Required action
Give again, unchanged, the line that contains "Target: stainless steel colander" together with every line that follows it until the entries end.

Provided data
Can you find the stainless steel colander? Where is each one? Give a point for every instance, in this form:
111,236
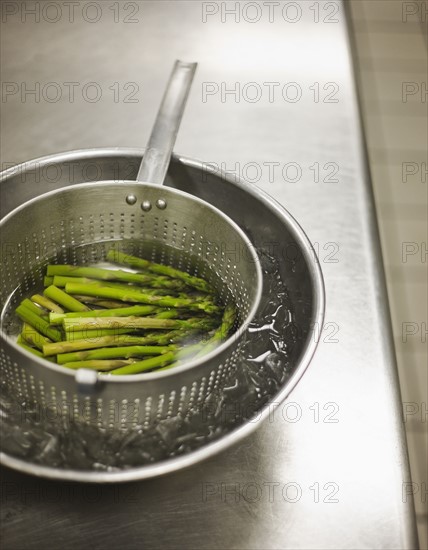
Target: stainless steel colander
79,225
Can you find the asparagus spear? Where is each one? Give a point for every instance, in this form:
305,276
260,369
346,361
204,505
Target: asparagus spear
38,323
139,297
35,309
113,275
93,332
121,322
56,318
109,304
46,303
61,281
30,349
31,336
139,263
135,323
160,339
146,364
100,365
113,353
64,299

Task solution
Target: stainless steel colander
79,225
Can you find the asparagus spear? Where is each one? Give a point for every instance, in this form:
305,276
260,369
346,361
204,505
Target: asparagus spear
38,323
139,297
35,309
113,275
93,332
121,322
56,318
109,304
46,303
61,281
30,349
31,336
139,263
135,323
160,339
146,364
100,365
113,353
64,299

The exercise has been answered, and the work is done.